- Directed by: Ramesh Chaudhary
- Story by: Arvind Jagtap
- Produced by: Sachin Baburao Pawar Trupti Sachin Pawar
- Starring: Bharat Ganeshpure Sayaji Shinde Pratiksha Mungekar Amol Kagne
- Cinematography: Veerdhaval Patil
- Edited by: Siddhesh More
- Release date: 31 May 2019;
- Country: India
- Language: Marathi

= Babo (2019 film) =

2019 Indian Marathi language film

Babo is a 2019 Indian Marathi language film written by Arvind Jagtap and directed by Ramesh Chaudhary. The background soundtrack was composed by Veerdhaval Patil and the soundtracks were composed by Harsh Karan Aditya (Trineeti Bros), Rohit Nagbhide, Atul Lohar. Mangesh Kangane penned the lyrics for the songs.

==Plot synopisis==
People of a small hilly village find out in the news that a missile fire by Korea is heading towards their village and it could be their last day of living. Will the villagers let go of their internal difference and work together and solve the situation?

Records shown:
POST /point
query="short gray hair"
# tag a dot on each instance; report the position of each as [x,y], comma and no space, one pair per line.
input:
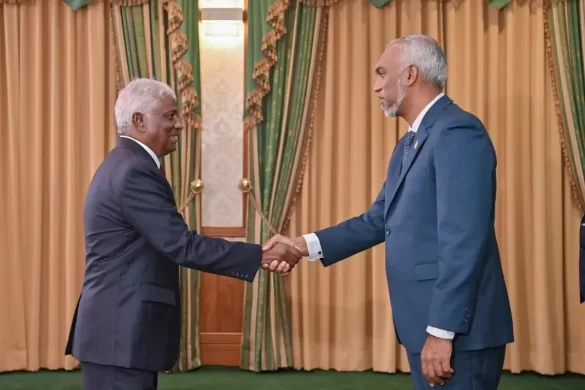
[140,95]
[427,55]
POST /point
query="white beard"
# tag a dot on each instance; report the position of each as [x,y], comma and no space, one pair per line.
[393,109]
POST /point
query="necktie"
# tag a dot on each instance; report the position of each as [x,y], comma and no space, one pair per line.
[407,144]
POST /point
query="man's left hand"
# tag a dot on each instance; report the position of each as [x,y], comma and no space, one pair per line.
[436,360]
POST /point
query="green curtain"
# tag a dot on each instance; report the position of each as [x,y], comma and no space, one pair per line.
[159,39]
[564,34]
[283,64]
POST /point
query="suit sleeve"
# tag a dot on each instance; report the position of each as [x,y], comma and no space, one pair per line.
[465,168]
[148,205]
[354,235]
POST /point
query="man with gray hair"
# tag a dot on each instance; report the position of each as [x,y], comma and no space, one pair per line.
[435,214]
[126,327]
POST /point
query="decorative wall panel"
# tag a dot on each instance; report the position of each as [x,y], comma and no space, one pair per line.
[222,104]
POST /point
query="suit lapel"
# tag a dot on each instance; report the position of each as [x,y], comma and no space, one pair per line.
[417,144]
[393,172]
[419,140]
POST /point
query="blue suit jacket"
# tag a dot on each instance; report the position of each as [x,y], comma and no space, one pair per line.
[128,314]
[437,221]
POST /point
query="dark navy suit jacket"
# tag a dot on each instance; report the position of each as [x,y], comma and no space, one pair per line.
[436,217]
[128,314]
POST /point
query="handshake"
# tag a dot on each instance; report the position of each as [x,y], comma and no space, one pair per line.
[280,254]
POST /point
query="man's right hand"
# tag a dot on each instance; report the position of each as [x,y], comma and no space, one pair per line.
[283,268]
[280,257]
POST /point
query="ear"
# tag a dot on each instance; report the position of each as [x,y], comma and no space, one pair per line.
[411,75]
[138,121]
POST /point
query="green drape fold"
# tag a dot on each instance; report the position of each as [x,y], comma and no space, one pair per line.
[285,51]
[565,48]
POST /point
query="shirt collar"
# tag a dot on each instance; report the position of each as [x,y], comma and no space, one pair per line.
[420,116]
[150,152]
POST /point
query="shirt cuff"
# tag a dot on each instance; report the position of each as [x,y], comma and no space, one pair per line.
[440,333]
[313,246]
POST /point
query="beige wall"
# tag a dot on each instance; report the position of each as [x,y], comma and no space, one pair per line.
[222,74]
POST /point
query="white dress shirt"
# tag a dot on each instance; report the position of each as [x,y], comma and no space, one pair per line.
[314,246]
[152,154]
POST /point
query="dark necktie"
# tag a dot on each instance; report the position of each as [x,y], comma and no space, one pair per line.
[407,144]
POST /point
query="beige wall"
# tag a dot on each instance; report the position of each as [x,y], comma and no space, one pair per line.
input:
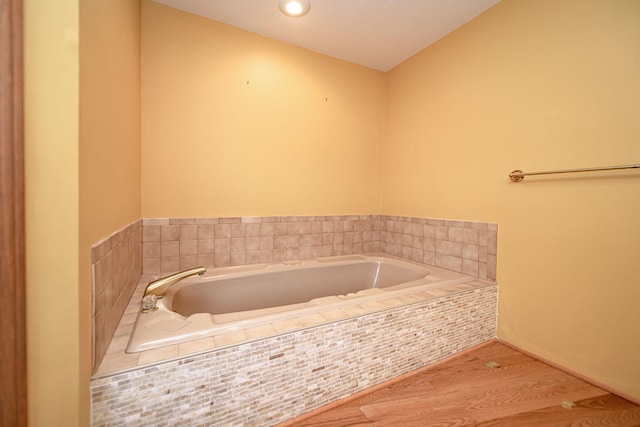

Required work:
Answer from the text on the film Babo:
(a) Who edited the film?
(b) On what date was it released?
(c) Who wrote the lyrics for its songs?

Result of this task:
(a) Siddhesh More
(b) 31 May 2019
(c) Mangesh Kangane